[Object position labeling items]
# # # # #

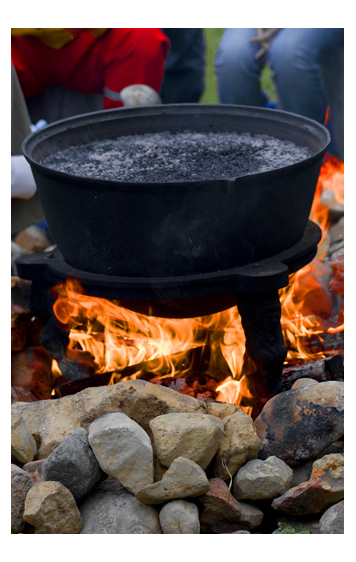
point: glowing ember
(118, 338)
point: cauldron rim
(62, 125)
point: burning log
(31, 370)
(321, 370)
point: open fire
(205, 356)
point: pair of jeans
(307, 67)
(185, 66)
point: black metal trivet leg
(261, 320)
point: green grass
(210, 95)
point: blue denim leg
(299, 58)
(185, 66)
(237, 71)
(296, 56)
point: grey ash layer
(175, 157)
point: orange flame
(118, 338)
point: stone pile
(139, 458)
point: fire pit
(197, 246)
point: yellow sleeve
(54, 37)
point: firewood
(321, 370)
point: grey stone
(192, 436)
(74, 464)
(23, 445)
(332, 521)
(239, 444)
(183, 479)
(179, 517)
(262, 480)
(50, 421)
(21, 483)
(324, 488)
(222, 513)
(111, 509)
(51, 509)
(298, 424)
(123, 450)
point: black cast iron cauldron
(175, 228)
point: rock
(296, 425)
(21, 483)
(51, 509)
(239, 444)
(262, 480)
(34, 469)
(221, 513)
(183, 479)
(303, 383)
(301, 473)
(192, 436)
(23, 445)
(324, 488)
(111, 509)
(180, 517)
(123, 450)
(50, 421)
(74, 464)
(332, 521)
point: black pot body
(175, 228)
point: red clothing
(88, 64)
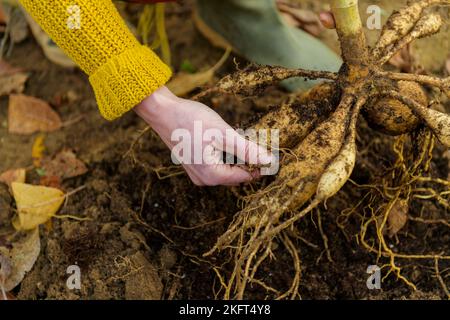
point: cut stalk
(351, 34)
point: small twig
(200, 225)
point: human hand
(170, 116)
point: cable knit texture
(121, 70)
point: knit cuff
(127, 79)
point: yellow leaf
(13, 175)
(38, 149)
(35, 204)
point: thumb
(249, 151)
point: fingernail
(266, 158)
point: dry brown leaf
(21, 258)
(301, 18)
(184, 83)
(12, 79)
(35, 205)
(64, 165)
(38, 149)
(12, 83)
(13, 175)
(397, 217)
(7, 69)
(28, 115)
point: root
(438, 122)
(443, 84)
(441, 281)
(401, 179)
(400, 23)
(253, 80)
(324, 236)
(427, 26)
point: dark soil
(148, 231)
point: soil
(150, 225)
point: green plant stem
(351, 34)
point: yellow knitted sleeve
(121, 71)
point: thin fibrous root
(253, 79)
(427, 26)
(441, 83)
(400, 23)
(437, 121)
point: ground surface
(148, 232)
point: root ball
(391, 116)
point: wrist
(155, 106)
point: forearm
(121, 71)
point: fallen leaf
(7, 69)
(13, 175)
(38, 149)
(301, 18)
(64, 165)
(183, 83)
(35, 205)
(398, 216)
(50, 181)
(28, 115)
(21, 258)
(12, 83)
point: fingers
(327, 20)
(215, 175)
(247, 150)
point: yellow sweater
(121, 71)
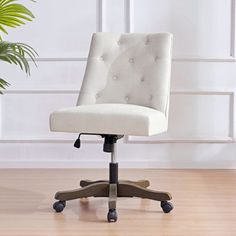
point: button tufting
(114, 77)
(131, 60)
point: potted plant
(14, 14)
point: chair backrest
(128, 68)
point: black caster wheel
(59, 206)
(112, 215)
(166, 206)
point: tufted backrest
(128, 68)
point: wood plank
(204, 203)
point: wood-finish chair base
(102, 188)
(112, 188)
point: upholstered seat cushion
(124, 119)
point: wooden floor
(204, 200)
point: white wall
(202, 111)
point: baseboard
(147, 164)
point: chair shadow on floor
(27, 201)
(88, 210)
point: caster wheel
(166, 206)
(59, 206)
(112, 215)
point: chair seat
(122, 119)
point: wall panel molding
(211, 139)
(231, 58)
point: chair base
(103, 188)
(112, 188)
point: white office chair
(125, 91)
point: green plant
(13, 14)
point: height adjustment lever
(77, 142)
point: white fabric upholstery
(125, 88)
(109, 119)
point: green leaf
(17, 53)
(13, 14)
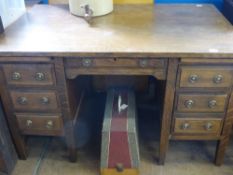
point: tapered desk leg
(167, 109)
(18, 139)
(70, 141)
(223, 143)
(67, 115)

# # # # #

Required task =>
Could you write out again every line from the one containing "point: potted plant" through the end of the items, point names included, with each coordinate in the answers multiplied by 1.65 and rounded to a whole number, halves going up? Leave the pictures out of your answer.

Output of the exercise =>
point: potted plant
(23, 23)
point: chair backrest
(211, 112)
point: black caster wheel
(97, 340)
(185, 355)
(274, 340)
point: tufted backrest
(211, 112)
point: wood plank
(337, 335)
point: wood-finish chair base
(168, 310)
(185, 310)
point: upholstered seat cushion
(205, 196)
point: wooden floor
(337, 330)
point: white wall
(333, 183)
point: baseboard
(243, 271)
point: chair shadow on floor
(45, 332)
(145, 347)
point: caster wheel
(274, 340)
(97, 340)
(185, 355)
point: chair seat
(201, 196)
point: wall panel molding
(348, 229)
(381, 96)
point: chair base
(170, 310)
(185, 310)
point: white office chair
(206, 150)
point: green plant
(21, 23)
point: height adjustment lever
(127, 234)
point: white fabric upholstery
(206, 145)
(180, 196)
point: green leaf
(28, 87)
(21, 23)
point: tapered desk leg
(276, 180)
(30, 229)
(116, 233)
(368, 236)
(111, 190)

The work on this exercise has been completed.